## BEGIN DATA LISTING
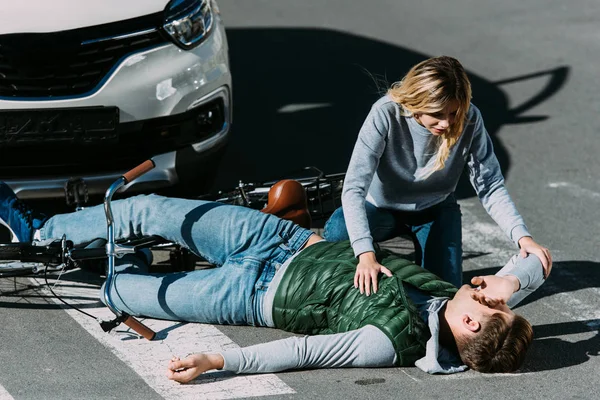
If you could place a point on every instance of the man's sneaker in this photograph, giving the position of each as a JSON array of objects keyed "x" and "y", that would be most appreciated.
[{"x": 17, "y": 217}]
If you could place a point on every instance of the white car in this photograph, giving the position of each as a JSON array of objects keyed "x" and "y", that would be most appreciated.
[{"x": 90, "y": 89}]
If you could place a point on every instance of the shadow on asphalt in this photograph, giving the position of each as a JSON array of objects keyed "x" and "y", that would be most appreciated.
[
  {"x": 548, "y": 353},
  {"x": 300, "y": 97},
  {"x": 566, "y": 276}
]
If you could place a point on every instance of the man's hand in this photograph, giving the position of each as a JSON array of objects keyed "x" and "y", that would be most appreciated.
[
  {"x": 366, "y": 273},
  {"x": 494, "y": 290},
  {"x": 529, "y": 246},
  {"x": 186, "y": 370}
]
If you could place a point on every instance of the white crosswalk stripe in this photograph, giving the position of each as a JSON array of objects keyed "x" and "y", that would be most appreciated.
[{"x": 149, "y": 358}]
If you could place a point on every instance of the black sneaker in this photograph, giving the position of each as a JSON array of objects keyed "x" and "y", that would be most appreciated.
[{"x": 18, "y": 217}]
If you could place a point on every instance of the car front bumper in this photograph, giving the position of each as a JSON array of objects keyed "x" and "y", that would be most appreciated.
[{"x": 164, "y": 96}]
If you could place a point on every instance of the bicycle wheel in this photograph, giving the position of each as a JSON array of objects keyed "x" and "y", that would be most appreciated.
[
  {"x": 18, "y": 259},
  {"x": 10, "y": 260}
]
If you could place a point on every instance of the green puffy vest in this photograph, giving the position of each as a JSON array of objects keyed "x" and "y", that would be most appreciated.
[{"x": 317, "y": 296}]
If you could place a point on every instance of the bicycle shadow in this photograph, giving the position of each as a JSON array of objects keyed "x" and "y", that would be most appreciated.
[{"x": 300, "y": 97}]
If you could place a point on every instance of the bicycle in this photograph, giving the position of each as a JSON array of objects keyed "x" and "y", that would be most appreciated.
[
  {"x": 323, "y": 193},
  {"x": 318, "y": 196}
]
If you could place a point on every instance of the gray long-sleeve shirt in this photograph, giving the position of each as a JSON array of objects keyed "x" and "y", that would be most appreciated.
[
  {"x": 369, "y": 346},
  {"x": 389, "y": 164}
]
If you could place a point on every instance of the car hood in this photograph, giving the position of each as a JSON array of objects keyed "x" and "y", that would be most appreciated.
[{"x": 59, "y": 15}]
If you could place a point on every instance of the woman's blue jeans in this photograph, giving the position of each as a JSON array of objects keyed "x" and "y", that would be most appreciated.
[
  {"x": 437, "y": 230},
  {"x": 246, "y": 245}
]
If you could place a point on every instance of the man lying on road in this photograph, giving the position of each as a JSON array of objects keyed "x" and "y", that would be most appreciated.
[{"x": 271, "y": 272}]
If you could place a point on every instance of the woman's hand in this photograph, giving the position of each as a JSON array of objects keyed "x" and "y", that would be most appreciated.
[
  {"x": 186, "y": 370},
  {"x": 529, "y": 246},
  {"x": 367, "y": 271},
  {"x": 493, "y": 290}
]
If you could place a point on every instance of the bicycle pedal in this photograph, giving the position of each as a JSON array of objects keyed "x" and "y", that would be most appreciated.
[{"x": 108, "y": 326}]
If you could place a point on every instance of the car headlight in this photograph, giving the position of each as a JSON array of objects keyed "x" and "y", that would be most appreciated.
[{"x": 188, "y": 22}]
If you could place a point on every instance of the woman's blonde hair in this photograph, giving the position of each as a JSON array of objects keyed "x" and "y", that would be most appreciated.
[{"x": 428, "y": 88}]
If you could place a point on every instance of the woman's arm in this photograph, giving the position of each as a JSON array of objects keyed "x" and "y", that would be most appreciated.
[
  {"x": 487, "y": 179},
  {"x": 516, "y": 280},
  {"x": 488, "y": 182},
  {"x": 367, "y": 151}
]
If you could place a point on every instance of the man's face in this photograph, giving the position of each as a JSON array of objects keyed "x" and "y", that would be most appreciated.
[
  {"x": 466, "y": 304},
  {"x": 439, "y": 123}
]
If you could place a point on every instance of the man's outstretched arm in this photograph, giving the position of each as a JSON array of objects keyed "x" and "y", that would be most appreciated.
[{"x": 362, "y": 348}]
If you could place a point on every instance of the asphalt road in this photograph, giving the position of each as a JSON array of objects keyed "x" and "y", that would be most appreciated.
[{"x": 304, "y": 76}]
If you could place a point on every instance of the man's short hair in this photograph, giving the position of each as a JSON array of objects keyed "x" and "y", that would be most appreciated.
[{"x": 500, "y": 346}]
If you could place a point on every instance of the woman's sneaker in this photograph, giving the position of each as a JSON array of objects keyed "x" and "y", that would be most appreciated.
[{"x": 18, "y": 217}]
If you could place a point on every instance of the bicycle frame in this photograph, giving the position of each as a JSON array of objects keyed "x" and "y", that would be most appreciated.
[{"x": 113, "y": 250}]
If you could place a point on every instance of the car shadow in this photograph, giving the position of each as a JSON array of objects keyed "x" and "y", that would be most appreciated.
[{"x": 300, "y": 97}]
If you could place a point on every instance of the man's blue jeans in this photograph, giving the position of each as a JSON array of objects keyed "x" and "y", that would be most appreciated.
[
  {"x": 246, "y": 245},
  {"x": 438, "y": 231}
]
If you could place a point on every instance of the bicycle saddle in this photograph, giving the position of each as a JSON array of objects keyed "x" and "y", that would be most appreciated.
[{"x": 287, "y": 200}]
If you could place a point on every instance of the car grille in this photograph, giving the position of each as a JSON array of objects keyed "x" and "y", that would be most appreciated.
[
  {"x": 135, "y": 142},
  {"x": 74, "y": 62}
]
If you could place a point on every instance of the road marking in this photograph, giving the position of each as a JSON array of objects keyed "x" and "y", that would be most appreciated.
[
  {"x": 296, "y": 107},
  {"x": 575, "y": 190},
  {"x": 4, "y": 395},
  {"x": 149, "y": 358}
]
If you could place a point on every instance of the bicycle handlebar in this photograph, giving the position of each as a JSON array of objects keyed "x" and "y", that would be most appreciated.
[
  {"x": 138, "y": 171},
  {"x": 110, "y": 247}
]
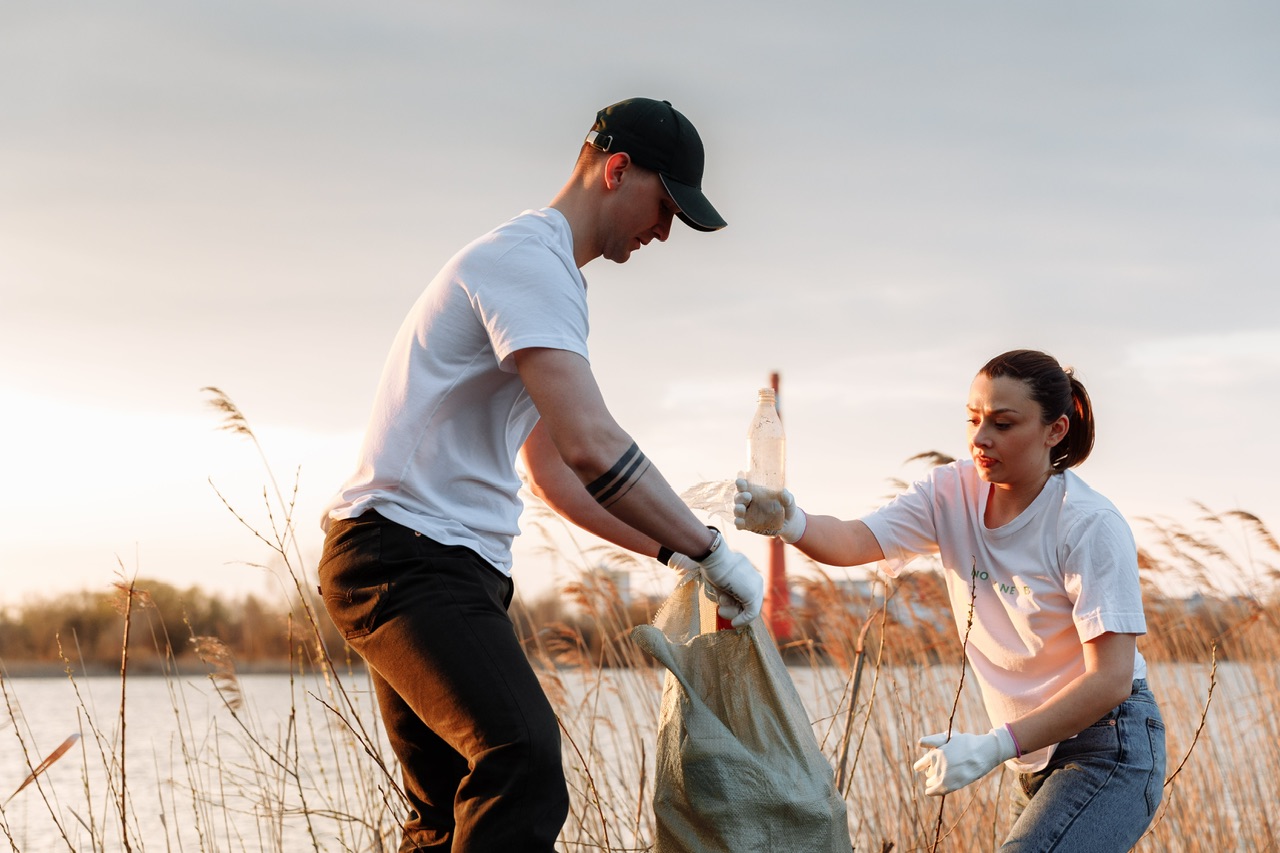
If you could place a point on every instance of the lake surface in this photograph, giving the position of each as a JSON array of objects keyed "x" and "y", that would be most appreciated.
[{"x": 286, "y": 772}]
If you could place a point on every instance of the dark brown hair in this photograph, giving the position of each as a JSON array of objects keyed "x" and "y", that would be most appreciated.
[{"x": 1057, "y": 392}]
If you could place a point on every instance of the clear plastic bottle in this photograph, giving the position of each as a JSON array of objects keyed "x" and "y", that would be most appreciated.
[{"x": 766, "y": 469}]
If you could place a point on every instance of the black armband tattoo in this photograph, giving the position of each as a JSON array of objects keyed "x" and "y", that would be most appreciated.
[{"x": 611, "y": 486}]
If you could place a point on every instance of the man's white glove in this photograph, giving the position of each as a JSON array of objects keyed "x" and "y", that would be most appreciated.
[
  {"x": 950, "y": 765},
  {"x": 726, "y": 605},
  {"x": 744, "y": 519},
  {"x": 739, "y": 585}
]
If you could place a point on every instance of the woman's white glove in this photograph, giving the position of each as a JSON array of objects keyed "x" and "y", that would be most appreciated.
[
  {"x": 950, "y": 765},
  {"x": 745, "y": 518}
]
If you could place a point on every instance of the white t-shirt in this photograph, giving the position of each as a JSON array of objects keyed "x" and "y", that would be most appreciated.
[
  {"x": 451, "y": 413},
  {"x": 1060, "y": 574}
]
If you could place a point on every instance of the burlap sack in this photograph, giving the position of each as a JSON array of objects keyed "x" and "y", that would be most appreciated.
[{"x": 737, "y": 769}]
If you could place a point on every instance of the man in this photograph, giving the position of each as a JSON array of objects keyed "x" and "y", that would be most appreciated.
[{"x": 416, "y": 569}]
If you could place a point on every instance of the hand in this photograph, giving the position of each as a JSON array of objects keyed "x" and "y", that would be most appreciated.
[
  {"x": 739, "y": 585},
  {"x": 725, "y": 603},
  {"x": 950, "y": 765},
  {"x": 794, "y": 519},
  {"x": 682, "y": 564}
]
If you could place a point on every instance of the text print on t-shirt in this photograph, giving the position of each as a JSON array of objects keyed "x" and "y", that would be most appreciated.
[{"x": 1002, "y": 588}]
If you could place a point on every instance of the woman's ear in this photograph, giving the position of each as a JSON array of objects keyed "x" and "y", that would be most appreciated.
[
  {"x": 1057, "y": 430},
  {"x": 615, "y": 168}
]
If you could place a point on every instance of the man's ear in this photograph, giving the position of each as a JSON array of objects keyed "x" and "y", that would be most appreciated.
[{"x": 615, "y": 168}]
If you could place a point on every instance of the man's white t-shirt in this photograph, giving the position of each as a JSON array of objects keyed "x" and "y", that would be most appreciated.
[
  {"x": 451, "y": 413},
  {"x": 1060, "y": 574}
]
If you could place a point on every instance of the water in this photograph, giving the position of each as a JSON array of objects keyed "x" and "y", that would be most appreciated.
[{"x": 287, "y": 774}]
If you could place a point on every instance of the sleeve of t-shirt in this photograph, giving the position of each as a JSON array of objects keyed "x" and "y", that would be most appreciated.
[
  {"x": 906, "y": 527},
  {"x": 529, "y": 299},
  {"x": 1100, "y": 573}
]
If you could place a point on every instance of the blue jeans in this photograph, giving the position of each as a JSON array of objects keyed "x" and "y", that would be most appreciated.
[
  {"x": 476, "y": 739},
  {"x": 1100, "y": 789}
]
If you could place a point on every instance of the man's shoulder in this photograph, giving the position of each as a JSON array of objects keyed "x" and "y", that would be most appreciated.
[{"x": 521, "y": 240}]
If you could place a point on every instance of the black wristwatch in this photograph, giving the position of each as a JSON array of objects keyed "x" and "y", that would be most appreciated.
[{"x": 666, "y": 553}]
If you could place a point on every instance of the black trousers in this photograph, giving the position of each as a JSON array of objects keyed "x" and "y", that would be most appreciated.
[{"x": 476, "y": 739}]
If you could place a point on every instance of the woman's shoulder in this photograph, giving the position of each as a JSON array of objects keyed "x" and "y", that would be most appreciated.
[{"x": 1084, "y": 509}]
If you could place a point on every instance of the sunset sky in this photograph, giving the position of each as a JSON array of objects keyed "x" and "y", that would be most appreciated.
[{"x": 251, "y": 195}]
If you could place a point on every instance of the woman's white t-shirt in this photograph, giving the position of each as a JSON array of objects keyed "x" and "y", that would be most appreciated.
[{"x": 1060, "y": 574}]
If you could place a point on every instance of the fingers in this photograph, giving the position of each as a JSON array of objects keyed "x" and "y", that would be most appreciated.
[{"x": 935, "y": 767}]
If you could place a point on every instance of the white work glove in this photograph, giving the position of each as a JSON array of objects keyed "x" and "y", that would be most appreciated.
[
  {"x": 794, "y": 519},
  {"x": 726, "y": 605},
  {"x": 950, "y": 765},
  {"x": 739, "y": 585}
]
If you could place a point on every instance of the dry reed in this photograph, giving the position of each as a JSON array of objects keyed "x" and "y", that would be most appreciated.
[{"x": 324, "y": 779}]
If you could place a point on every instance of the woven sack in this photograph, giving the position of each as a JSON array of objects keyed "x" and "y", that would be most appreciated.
[{"x": 737, "y": 766}]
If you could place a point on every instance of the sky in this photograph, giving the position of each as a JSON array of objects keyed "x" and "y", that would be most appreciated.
[{"x": 250, "y": 195}]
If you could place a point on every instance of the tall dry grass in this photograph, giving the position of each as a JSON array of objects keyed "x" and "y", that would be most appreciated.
[{"x": 877, "y": 664}]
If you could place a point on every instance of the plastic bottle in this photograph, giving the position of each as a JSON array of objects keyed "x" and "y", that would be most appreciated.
[{"x": 766, "y": 469}]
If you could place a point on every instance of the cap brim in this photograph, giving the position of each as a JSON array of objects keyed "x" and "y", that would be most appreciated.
[{"x": 695, "y": 210}]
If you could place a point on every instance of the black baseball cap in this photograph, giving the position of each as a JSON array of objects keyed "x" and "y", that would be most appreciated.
[{"x": 659, "y": 138}]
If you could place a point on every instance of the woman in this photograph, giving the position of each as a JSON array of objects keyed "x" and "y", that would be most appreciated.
[{"x": 1047, "y": 568}]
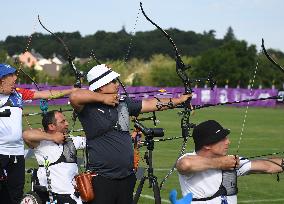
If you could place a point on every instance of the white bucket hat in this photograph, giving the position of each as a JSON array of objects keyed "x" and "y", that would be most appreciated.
[{"x": 99, "y": 76}]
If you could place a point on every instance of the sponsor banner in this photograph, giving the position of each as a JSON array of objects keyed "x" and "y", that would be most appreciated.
[{"x": 201, "y": 96}]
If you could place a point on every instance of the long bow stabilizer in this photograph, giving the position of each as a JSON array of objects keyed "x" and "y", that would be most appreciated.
[{"x": 77, "y": 73}]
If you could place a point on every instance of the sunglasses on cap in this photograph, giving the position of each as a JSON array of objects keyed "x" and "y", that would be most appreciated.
[{"x": 114, "y": 81}]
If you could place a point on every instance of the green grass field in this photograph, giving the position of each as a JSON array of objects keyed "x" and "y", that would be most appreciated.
[{"x": 263, "y": 133}]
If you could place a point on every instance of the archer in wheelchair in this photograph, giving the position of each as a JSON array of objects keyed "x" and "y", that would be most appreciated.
[{"x": 56, "y": 155}]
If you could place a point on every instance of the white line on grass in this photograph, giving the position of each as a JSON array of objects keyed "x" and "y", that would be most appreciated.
[
  {"x": 260, "y": 201},
  {"x": 152, "y": 198}
]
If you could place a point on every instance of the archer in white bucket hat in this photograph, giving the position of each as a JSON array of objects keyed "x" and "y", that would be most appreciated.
[{"x": 99, "y": 76}]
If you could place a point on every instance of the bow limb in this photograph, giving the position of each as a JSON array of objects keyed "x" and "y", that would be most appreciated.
[
  {"x": 270, "y": 58},
  {"x": 77, "y": 73},
  {"x": 181, "y": 72}
]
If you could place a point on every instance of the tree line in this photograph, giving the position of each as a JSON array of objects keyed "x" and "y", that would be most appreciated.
[{"x": 149, "y": 58}]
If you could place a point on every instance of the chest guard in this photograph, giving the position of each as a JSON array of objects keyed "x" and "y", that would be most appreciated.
[
  {"x": 123, "y": 117},
  {"x": 69, "y": 154}
]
## END DATA LISTING
→ **WHAT YOU SHOULD DO**
Give the lines from the one containing "archer in white" through the end of the entries again, exactly as written and with no other lines.

→ **EXERCISE OUTPUT**
If you could place a point on every instance of the archer in white bucket hat in this photograph, giving the position of each as a JSON array of objects keyed "x" and "y", that would be most appreciated.
[{"x": 99, "y": 76}]
If you could place a point on every instance of the bow limb in this photograph, giving the position of each as a JSON array of objects keyed "x" and "y", that would be most appreciated.
[
  {"x": 270, "y": 58},
  {"x": 77, "y": 73},
  {"x": 181, "y": 72}
]
If you could place a point on every instance of the tree line in this photograph, giving the position of each as a JSON array of objects keyed "x" and "y", that would be most appreciated.
[{"x": 149, "y": 58}]
If you could place a point on every instance of the chest guard in this photograph, giving the position of each as a JSON array of objects keyed "x" and "y", that would be most appreciated.
[
  {"x": 123, "y": 117},
  {"x": 69, "y": 154}
]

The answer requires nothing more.